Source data
□ □ □
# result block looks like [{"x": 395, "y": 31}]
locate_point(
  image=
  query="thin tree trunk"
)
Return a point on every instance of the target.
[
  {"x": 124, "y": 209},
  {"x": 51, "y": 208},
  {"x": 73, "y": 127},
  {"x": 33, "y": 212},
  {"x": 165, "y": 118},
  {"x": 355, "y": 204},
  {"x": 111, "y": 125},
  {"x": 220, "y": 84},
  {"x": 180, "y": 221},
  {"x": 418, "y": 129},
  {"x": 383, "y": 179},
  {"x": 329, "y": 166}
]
□ □ □
## Problem description
In full and without error, restate the data.

## Problem solution
# result block looks like [{"x": 395, "y": 31}]
locate_point(
  image=
  query="thin tree trunk"
)
Return a point on every instance of the target.
[
  {"x": 124, "y": 209},
  {"x": 51, "y": 208},
  {"x": 73, "y": 127},
  {"x": 33, "y": 212},
  {"x": 165, "y": 118},
  {"x": 355, "y": 204},
  {"x": 111, "y": 125},
  {"x": 220, "y": 84},
  {"x": 180, "y": 221},
  {"x": 418, "y": 129},
  {"x": 383, "y": 179},
  {"x": 329, "y": 166}
]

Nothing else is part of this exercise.